PROBLEM TO SOLVE
Identify every line of the records below that contains the string "target", matching case exactly, and copy each of those lines.

RECORDS PROVIDED

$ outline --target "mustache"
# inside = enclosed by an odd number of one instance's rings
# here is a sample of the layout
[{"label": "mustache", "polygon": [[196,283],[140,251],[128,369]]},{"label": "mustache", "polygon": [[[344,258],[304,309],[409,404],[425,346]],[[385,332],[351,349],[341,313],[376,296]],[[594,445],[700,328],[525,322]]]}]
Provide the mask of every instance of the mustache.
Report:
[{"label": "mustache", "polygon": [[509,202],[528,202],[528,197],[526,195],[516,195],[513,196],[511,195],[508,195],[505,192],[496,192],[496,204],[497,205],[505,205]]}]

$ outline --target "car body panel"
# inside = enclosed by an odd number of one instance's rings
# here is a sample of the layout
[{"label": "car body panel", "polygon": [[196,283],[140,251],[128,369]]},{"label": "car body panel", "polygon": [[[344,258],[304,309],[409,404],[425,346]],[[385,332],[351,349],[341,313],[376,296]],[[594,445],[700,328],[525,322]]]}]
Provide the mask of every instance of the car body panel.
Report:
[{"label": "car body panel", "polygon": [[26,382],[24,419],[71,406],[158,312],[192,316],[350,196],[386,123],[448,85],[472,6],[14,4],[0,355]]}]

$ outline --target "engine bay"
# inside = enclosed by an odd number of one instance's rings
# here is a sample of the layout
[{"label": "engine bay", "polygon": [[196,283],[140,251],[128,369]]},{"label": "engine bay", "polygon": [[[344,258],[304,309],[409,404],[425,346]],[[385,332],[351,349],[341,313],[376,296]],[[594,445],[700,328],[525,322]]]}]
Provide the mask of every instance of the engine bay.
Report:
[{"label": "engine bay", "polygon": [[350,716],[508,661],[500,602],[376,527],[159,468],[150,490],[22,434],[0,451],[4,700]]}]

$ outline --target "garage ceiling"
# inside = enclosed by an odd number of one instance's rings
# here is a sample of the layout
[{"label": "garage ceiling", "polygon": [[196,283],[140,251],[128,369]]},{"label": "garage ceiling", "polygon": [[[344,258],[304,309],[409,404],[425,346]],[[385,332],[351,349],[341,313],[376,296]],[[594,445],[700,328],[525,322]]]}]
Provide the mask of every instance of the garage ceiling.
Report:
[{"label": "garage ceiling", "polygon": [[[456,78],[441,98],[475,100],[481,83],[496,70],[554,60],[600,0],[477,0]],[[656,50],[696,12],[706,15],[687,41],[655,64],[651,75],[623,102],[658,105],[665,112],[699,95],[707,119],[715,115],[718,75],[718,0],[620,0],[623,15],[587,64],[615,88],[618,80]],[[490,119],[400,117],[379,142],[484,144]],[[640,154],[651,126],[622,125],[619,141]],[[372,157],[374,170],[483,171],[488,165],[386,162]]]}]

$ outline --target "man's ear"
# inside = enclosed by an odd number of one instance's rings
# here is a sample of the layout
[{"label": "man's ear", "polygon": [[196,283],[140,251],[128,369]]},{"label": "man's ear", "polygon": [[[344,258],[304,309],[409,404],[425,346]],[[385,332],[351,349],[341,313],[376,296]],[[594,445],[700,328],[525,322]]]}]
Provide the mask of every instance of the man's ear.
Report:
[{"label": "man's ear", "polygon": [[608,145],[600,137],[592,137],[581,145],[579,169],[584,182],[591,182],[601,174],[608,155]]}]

* * *

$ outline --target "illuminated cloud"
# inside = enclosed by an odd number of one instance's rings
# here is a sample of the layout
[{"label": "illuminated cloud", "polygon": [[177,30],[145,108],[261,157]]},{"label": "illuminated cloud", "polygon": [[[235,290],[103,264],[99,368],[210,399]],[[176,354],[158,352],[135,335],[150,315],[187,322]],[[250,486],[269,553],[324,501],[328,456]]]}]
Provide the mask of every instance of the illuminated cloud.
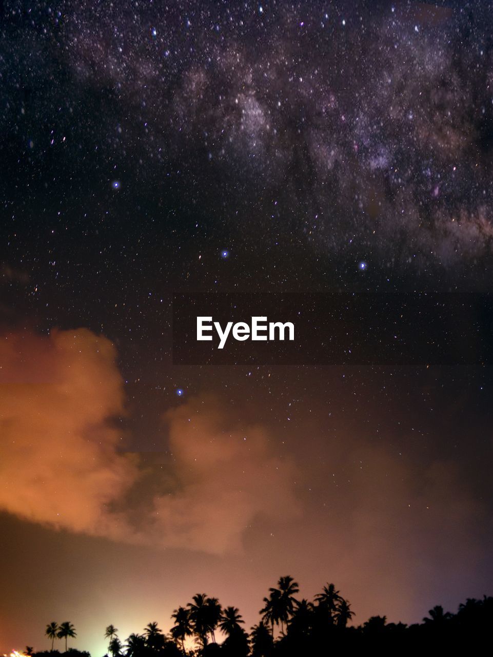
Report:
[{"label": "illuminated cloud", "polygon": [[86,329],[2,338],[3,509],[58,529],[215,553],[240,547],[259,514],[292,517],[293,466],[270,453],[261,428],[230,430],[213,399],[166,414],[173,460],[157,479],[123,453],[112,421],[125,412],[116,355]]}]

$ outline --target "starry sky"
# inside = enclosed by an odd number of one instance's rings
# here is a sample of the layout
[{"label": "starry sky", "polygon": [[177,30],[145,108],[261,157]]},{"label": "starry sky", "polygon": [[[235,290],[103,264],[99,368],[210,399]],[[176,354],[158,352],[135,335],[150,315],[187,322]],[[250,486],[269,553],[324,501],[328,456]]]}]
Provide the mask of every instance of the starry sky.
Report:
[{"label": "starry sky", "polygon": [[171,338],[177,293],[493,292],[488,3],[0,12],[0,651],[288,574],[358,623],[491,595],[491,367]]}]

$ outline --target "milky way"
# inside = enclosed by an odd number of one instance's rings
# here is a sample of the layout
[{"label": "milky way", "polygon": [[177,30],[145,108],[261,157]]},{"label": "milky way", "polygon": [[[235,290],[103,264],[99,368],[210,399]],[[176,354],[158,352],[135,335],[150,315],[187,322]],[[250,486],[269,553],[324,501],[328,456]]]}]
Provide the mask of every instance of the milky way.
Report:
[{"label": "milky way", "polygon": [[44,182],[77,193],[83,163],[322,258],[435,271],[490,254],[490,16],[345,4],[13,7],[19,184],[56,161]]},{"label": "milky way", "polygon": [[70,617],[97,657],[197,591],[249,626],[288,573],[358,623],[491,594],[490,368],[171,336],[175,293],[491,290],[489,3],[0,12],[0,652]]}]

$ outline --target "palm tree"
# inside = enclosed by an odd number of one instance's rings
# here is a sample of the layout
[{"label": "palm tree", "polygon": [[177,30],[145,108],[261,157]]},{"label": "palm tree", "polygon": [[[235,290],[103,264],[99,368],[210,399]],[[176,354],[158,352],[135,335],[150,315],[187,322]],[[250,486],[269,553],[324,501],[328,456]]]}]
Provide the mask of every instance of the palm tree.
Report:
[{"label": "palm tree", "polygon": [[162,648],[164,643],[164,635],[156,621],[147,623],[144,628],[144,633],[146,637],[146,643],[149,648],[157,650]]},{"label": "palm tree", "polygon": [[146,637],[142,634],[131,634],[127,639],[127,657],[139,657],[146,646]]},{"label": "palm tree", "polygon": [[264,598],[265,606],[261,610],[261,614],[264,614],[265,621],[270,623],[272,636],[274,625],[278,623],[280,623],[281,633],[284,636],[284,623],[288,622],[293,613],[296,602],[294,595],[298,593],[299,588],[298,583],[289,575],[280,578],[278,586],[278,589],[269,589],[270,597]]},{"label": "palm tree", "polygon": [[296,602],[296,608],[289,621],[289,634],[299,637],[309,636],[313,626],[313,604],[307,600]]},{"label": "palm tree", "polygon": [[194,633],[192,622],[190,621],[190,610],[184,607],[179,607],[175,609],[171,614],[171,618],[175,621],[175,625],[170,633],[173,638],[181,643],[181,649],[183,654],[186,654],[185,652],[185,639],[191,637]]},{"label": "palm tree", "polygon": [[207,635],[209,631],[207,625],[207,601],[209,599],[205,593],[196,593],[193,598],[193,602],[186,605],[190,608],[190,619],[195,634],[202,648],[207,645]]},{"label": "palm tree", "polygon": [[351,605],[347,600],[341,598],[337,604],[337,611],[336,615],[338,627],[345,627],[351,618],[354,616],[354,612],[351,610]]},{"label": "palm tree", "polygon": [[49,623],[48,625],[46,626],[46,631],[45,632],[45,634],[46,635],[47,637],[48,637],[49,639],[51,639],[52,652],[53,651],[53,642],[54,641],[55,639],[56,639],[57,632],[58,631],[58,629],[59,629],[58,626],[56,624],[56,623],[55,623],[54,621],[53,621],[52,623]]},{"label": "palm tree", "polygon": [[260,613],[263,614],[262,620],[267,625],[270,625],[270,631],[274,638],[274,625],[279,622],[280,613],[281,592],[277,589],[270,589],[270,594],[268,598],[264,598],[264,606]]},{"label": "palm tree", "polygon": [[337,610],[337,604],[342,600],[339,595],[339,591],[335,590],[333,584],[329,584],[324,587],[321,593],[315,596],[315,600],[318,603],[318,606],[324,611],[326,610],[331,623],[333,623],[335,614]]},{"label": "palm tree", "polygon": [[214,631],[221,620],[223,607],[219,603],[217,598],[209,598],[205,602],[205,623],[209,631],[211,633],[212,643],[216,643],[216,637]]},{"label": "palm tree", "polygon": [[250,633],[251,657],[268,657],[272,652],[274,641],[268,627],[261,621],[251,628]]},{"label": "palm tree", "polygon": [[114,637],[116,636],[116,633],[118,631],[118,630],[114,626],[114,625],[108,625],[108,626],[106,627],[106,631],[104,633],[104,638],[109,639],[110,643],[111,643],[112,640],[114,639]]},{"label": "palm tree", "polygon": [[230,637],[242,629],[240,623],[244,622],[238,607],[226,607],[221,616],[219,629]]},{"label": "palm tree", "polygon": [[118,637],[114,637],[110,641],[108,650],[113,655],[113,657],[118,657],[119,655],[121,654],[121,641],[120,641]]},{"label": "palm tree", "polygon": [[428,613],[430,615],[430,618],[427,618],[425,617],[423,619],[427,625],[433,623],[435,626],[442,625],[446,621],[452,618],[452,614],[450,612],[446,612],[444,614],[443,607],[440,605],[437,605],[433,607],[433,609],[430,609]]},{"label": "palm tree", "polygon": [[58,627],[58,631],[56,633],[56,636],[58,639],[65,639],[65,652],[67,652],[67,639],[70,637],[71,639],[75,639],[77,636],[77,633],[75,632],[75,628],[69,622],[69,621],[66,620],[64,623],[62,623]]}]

TASK ANSWER
$ outline --target "mustache"
$ outline --target "car body panel"
$ outline --target "engine bay"
$ outline --target "garage ceiling"
$ outline --target "man's ear"
$ outline --target "illuminated cloud"
$ outline --target "starry sky"
$ outline --target "milky way"
$ outline --target "palm tree"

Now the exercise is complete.